(Dataset excerpt)
++++++++++

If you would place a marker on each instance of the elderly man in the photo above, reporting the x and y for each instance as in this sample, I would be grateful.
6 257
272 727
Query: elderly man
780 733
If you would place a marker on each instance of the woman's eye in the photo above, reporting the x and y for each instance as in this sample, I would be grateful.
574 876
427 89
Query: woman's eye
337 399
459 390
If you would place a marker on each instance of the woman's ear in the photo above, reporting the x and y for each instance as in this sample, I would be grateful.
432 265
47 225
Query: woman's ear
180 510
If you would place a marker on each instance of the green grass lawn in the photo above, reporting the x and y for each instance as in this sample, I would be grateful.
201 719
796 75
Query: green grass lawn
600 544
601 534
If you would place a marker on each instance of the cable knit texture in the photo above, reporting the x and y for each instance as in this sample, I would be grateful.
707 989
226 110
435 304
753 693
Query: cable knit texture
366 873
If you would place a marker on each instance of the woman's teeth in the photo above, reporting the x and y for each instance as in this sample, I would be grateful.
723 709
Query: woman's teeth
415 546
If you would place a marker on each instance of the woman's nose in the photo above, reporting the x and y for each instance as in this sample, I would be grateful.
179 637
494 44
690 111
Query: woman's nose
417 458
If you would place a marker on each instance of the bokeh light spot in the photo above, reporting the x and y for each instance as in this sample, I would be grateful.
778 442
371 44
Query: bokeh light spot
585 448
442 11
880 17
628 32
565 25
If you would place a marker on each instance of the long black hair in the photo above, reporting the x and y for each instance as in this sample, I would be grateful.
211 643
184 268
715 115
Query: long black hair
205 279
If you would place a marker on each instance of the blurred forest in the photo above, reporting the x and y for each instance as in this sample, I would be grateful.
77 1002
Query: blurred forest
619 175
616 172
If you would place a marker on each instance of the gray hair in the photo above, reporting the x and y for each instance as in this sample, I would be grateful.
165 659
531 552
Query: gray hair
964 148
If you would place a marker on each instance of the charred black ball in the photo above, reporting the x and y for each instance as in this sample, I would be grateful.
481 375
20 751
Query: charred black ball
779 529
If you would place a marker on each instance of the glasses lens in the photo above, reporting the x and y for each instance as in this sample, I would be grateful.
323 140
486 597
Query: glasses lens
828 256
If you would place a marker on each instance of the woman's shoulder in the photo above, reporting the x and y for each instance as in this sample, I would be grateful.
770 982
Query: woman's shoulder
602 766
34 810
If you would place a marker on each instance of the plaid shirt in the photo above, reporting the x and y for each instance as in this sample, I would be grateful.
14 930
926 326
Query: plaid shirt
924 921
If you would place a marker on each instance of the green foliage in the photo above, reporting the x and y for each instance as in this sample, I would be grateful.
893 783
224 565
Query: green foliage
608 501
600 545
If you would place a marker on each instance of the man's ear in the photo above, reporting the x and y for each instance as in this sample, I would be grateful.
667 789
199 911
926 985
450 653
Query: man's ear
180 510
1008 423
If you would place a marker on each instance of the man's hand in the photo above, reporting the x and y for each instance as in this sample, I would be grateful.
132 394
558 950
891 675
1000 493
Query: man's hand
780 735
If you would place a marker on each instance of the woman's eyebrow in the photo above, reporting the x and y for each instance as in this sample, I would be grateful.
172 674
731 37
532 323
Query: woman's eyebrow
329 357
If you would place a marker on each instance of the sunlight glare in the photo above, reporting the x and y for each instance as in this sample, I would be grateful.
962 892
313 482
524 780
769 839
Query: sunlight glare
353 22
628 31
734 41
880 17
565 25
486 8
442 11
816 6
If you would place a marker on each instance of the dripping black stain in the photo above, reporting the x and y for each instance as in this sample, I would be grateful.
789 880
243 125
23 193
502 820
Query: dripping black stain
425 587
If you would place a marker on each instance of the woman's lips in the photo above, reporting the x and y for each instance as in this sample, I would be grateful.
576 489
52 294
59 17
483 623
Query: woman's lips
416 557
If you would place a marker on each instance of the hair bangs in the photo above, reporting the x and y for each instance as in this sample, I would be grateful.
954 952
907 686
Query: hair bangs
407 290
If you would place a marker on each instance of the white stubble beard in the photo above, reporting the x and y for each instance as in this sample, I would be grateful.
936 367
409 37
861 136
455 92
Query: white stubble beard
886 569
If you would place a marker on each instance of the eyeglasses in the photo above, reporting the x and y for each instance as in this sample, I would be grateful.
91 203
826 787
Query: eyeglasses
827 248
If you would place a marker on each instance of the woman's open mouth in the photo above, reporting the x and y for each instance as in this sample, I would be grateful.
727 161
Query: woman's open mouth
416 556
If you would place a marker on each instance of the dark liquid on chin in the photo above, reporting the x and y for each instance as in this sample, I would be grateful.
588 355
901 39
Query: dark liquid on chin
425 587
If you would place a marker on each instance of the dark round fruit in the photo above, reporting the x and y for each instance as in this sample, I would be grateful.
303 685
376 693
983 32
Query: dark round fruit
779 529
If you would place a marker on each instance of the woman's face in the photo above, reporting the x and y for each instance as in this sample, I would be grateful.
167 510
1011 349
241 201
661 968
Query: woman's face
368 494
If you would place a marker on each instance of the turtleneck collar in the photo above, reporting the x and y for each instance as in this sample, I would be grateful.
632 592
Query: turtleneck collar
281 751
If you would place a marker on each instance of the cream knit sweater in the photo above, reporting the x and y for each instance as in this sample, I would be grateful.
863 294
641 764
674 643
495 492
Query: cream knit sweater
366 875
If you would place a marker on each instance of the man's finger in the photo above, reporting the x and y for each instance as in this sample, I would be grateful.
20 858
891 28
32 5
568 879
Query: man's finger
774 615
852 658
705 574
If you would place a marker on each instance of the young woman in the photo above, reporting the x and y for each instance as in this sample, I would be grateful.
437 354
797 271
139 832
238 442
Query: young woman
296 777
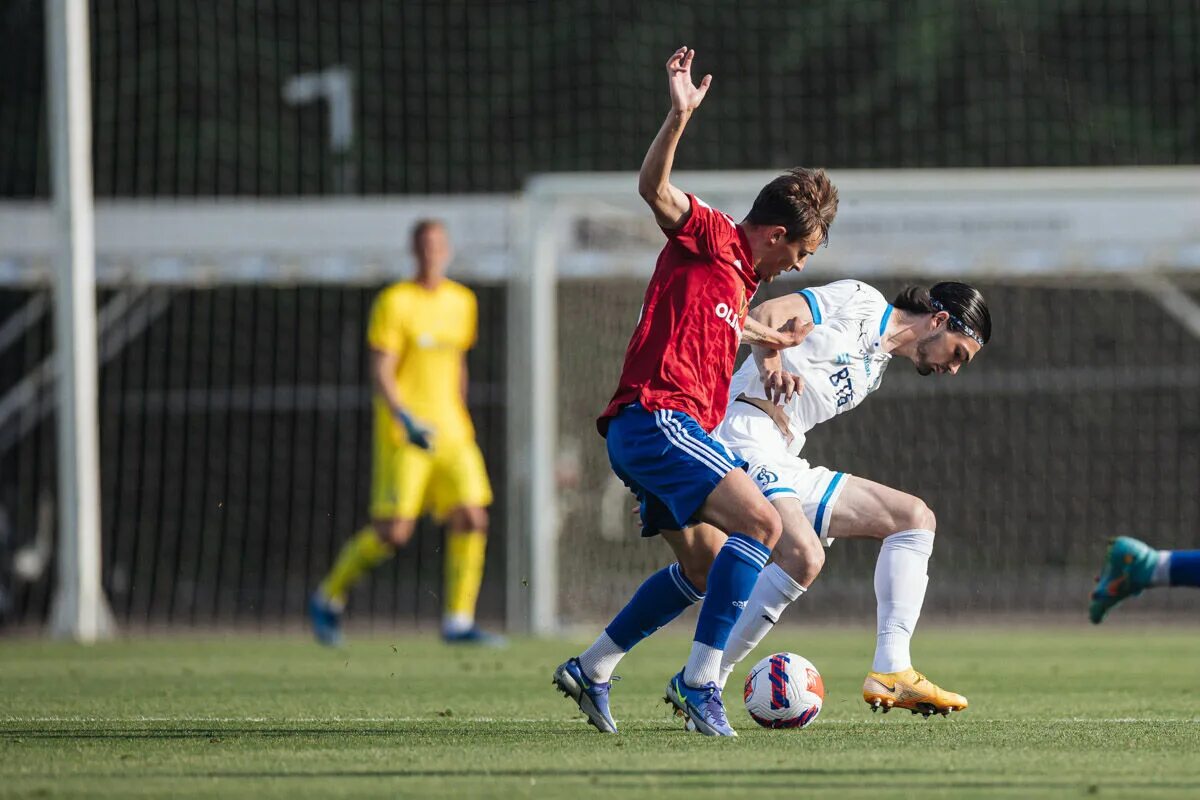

++++++++++

> _What you will do_
Reproduce all of the material above line for line, without the pictures.

> _Right answer_
If you would place a marker on each instance of the elderly man in the photo above, reporting the x and y for each instance as in this sample, I would be grateful.
6 257
272 727
Query: elderly man
780 733
If you would place a marker on each instance of the woman's eye in the photo above, reporting the x and y for each instance as in this sample, I would be grateful.
574 876
427 89
Query: woman's eye
337 399
459 390
If you would place a marker on each instance of the woman's ear in the photo above, reporting the x and y for each instance as in this sample, I would be grateful.
432 265
47 225
Query: woman's ear
180 510
If you would place a marker on each instance of the green grass lawn in the photo above, reporting the x and y for each instance as in this sample, I would be grateful.
201 719
796 75
Query: green grass lawn
600 544
601 534
If you would place a marker on each instance of the cable knit texture in the photo above, reporting the x and y for each instance as in this sample, I would be grateful.
707 989
226 110
435 304
753 693
Query: cable knit texture
366 873
If you would place a marker on each instance of the woman's teeth in the photo above, reporting the x and y for each instance as in this sample, I would be grateful.
723 709
Query: woman's teeth
415 546
If you would place a marker on each instance of the woman's nose in the photo above, reporting the x and y for each instance as in this sample, I would be grateful.
179 637
494 44
690 111
Query: woman's nose
417 458
If you would place a marker on each instance of the bokeh light spot in the photo above, reporting the x and y for each instance as in this sample, I would be grateful.
778 442
371 44
Query: bokeh light spot
585 448
442 11
880 17
628 32
565 25
If you would place a marker on each instance of the long black hair in the photo above, reporting the x and y for each instance as in this sample, I would be grateful.
211 643
184 268
715 115
Query: long black hair
205 279
If you would place a marker on each instance of the blurred forest in the photo above, reporting the x and y for each instance as in this sample, I would be grateful.
77 1002
Query: blurred forest
619 175
616 172
If you would place a marker on each instance of the gray hair in the photo above, reporting the x and y for each instance as in this sample, I would be grateful.
165 659
531 552
Query: gray hair
964 148
If you would place a marker on each instance of the charred black ball in the photo above, reporting the x and y for each instance as in this sample, I would be grateful.
481 375
20 751
Query: charred black ball
779 529
If you would place a marker on each instance of the glasses lens in the photo above, reporting the x and y for each instance as in this sample, I would be grateful.
323 140
486 597
Query: glasses lens
828 256
If you would place a marker on each instance of the woman's shoulder in the photo above, reporting the x and y for each instance as in this sample, I would be grateful.
770 982
Query: woman's shoulder
602 766
34 810
If you would place a marker on each instance of the plaid shirt in the photo above, reporting the x and y for each instance as in this sample, I would be grateful.
14 930
926 326
Query: plaid shirt
924 921
If you would place a marker on each instance of the green foliage in the photo above, reporting the x and y for each instance as in this sample, I would be grateful.
893 783
224 565
Query: green foliage
608 501
600 545
If you would place a marker on each instance of the man's ear in the photo above, reporting the x and y for each instance as in this sample, I would be grateful.
667 789
199 911
926 985
450 653
Query: man's ear
180 510
1008 423
If you would place a marker on each instance of the man's hand in the photo above, reporting the x and y for each instance as in this sample, I would be grateful.
132 394
558 950
891 675
1000 493
Query: man's hand
780 735
If you would place a marker on each instance of the woman's eyebrow in the photo above, reporting the x and y for each instance as in this sample, I would be grateful.
172 674
731 37
532 323
Query: woman's eyebrow
329 357
If you would place a marker on each instance of the sunlight glare in the photo above, reporting the x and y for each instance as in this sample, I would be grateful.
962 892
313 482
524 780
769 839
Query: sunlight glare
353 22
628 31
734 41
880 17
565 25
486 8
442 11
816 6
If you would place a marker on each instance of the dripping black stain in the photo above, reporting the x and y for each instance as in this sample, I would be grateful.
789 880
243 125
23 193
502 820
Query: dripping black stain
425 587
If you would place a marker on each instance of the woman's lips in the photo above, reporting the x and y for each instance as in this sample, I would be grateful.
576 489
52 294
59 17
483 623
Query: woman's lips
416 557
If you would place a marker on each instance of the hair bangs in the photo above, reporting the x and y for each instance as in this sample, I would be grateful.
954 952
907 686
Query: hair bangs
407 290
If you would place a marker on each instance of the white stubble beard in the photo above, reporting the x and y for each instance as in this sample, I would be grateful.
936 367
409 37
861 136
455 92
Query: white stubble beard
886 569
If you would place a marker on each instance of the eyeglasses in the photo above, reporting the x and y for each instance as in this sample, I would be grateful.
91 203
826 787
Query: eyeglasses
827 248
If you would place a marker on each instance of the woman's open mouth in the photo above, reporting the x and y for each instance as in this sample, I would be grateful.
727 161
Query: woman's open mouth
416 556
If you would place a marker on each instance of the dark liquid on chin in the photo above, reporting the x and y for each instance as in this sample, I would be grateful.
588 355
901 39
Query: dark liquid on chin
425 587
If you would place a marker on each instance of the dark round fruit in the photo above, reporting the x and y for each instance as in this sample, I would be grateful.
303 685
376 693
983 32
Query: dark round fruit
779 529
If you would place a marker on each instance of the woman's face in the photo above, reporting the x and y for each instance as in this sample, I would be grateful.
167 510
1011 349
241 201
661 968
Query: woman's face
368 494
If you would place a marker on each instance of the turtleneck collar in the photo above, reporting the x and y for each instance as in this sample, I would be grateful.
632 592
Query: turtleneck collar
281 751
If you would place a marker on each instance of the cream knit sweater in the photo above, reporting the x and y for each instance as in this sample, I would be grateful.
863 294
641 764
674 643
495 492
Query: cream knit sweater
366 875
If you would place a marker on each instance of the man's finger in the photo above, reporting the x and y for each instance as in this sample, I would be grateful.
20 858
891 28
32 5
568 879
Query: man's finger
774 615
852 658
705 574
If you would place a marker on each instance of the young woman in the photo above, reporting the x and y for each instance as in this sample, I would be grateful.
437 354
797 271
139 832
238 442
Query: young woman
296 777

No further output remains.